Start of EXERCISE TEXT
Losing weight without yo-yo effect: with intermittent fasting and the right fats.

Posted in Body and Soul - Body Print

Choose between the “16:8” or “2:5” intermittent fasting method and go for adapted food.

As soon as the warm season begins, a look in the full-body mirror becomes critical - and the trend towards fasting becomes popular again. Surprisingly, also some types of fat can help us in this process of getting slimmer...

When it comes to fasting, the so-called "intermittent fasting" is currently very much in vogue.

Instead of having to adhere to strict dietary rules for weeks on end - and then possibly falling into the dreaded yoyo effect afterwards - interval fasting involves daily meal breaks or whole fasting days per week. In this way the body “learns” to live on its fat reserves.

In addition, new studies show an even more far-reaching positive effect of intermittent fasting: biorhythm, insulin and glucose levels and intestinal flora normalize. Cholesterol, interleukins, triglycerides and inflammation markers in the blood decrease. Thus, interval fasting helps against obesity, cardiovascular diseases and type 2 diabetes.

Depending on what type you are and what your daily routine is, you can choose between two rhythms. In the “16:8” variant, you pause with your food intake for 16 hours overnight by either skipping the early or the late meal (as an example 16-8 o'clock or 18-10 o'clock or 20-12 o'clock, etc.) and eating normally for the remaining 8 hours.

With the 5:2 method you may eat as usual five days a week, but on two days you limit your calory intake to about 500-600 (women) and 600-850 (men). It is important that you really do not consume any calories (neither snacks nor alcohol) and drink enough during meal breaks. Allowed are water, unsweetened tea and black coffee (in moderation).

Already after a short time the body's metabolic processes are stimulated and you feel healthier, more comfortable and more energetic.
End of EXERCISE TEXT
YOUR TASKS:
[1] Translate this sentence from the intermittent fasting article into Spanish: "Allowed are water, unsweetened tea and black coffee (in moderation)."
[2] List everything the intermittent fasting article says decreases in the blood.
Rely only on the intermittent fasting article.
Start of EXCERPTED RECORDS
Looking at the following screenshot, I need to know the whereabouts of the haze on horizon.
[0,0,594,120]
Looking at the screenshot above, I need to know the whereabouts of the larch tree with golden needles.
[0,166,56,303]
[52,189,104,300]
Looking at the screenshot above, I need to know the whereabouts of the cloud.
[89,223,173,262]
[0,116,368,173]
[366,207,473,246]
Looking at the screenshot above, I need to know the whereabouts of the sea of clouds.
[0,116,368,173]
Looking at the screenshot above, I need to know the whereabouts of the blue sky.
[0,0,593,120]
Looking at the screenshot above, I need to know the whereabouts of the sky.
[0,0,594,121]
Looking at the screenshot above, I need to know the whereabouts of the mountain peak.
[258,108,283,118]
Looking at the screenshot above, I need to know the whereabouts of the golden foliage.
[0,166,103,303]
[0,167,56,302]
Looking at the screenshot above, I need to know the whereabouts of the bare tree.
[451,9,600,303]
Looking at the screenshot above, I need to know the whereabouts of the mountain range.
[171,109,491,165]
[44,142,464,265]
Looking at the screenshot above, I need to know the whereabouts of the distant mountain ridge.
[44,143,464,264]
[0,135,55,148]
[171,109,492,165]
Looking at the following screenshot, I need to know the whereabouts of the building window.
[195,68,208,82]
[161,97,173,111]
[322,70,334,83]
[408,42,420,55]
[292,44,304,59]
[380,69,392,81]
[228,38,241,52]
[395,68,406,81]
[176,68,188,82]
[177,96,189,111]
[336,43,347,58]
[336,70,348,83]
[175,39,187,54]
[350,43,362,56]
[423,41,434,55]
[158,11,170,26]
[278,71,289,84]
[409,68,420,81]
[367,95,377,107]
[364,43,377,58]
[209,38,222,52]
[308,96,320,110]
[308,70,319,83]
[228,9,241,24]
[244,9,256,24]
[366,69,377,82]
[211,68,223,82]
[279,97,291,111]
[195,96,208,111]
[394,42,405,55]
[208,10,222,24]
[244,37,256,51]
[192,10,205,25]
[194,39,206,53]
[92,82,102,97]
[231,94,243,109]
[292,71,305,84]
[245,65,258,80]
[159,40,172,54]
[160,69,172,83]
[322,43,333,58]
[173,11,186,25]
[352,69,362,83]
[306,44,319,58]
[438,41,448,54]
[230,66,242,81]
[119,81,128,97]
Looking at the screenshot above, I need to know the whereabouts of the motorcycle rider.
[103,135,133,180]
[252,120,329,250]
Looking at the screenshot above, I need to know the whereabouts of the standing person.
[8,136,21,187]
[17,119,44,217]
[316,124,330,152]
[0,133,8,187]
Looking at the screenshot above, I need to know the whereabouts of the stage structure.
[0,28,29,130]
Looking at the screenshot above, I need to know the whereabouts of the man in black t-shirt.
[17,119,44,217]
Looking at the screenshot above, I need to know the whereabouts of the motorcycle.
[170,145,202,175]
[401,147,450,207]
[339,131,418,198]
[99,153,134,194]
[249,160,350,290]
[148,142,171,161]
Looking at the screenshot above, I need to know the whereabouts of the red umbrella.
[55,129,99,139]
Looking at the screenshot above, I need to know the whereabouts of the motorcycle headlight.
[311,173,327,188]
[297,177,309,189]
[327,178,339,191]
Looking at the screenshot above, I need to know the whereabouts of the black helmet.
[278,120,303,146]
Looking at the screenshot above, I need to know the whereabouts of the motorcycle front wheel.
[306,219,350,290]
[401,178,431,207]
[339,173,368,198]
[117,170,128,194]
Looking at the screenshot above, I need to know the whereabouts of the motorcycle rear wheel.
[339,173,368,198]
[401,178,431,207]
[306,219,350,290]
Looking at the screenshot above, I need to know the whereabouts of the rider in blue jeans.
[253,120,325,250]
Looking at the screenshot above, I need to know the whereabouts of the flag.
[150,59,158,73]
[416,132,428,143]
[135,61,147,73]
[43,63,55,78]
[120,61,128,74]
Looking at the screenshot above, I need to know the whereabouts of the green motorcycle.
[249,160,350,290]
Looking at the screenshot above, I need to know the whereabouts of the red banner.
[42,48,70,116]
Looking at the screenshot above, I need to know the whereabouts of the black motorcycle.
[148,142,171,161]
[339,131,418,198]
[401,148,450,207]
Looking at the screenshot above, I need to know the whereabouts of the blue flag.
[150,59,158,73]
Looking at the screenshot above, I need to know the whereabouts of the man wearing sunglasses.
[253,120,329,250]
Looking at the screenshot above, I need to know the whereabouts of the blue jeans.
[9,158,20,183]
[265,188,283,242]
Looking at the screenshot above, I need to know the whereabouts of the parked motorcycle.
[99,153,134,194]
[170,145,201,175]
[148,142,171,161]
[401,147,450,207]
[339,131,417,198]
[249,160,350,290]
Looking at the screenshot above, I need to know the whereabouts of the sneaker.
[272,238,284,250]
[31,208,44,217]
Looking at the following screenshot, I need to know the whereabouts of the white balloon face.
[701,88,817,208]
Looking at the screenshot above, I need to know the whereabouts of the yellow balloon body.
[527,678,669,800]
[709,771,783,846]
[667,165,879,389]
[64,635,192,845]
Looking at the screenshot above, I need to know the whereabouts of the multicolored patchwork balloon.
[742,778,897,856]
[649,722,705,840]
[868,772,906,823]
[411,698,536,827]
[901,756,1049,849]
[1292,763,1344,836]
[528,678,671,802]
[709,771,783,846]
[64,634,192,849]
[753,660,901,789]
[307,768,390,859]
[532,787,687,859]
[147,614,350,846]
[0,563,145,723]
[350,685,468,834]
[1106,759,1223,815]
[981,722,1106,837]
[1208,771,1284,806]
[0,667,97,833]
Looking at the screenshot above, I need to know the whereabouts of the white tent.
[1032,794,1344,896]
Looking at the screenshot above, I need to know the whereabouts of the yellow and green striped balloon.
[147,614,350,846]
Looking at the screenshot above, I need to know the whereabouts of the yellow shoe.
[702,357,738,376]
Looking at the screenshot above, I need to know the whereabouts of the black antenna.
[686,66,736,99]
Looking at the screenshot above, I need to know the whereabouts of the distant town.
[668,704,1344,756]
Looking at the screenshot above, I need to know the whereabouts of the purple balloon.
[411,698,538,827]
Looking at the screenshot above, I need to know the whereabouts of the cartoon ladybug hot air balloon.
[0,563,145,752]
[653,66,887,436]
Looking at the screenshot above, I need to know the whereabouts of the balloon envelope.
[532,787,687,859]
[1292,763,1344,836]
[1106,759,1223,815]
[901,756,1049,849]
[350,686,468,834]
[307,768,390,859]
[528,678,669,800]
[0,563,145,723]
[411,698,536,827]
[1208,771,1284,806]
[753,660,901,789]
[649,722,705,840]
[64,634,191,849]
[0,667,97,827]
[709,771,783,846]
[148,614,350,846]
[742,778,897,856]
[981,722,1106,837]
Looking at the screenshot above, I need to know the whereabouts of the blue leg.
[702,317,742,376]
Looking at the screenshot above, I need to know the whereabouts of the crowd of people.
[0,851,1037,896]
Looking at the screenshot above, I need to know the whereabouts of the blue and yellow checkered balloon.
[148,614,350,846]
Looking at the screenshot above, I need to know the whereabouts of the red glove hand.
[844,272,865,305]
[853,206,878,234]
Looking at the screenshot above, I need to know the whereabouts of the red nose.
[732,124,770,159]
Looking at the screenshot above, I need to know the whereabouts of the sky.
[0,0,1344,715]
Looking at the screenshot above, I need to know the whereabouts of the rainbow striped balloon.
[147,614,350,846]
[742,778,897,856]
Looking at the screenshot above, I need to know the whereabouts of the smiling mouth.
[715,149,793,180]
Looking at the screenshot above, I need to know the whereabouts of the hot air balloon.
End of EXCERPTED RECORDS
EXPECTED RESPONSES:
[1] Se permiten agua, té sin azúcar y café solo (con moderación).

[2] Cholesterol, interleukins, triglycerides, inflammation markers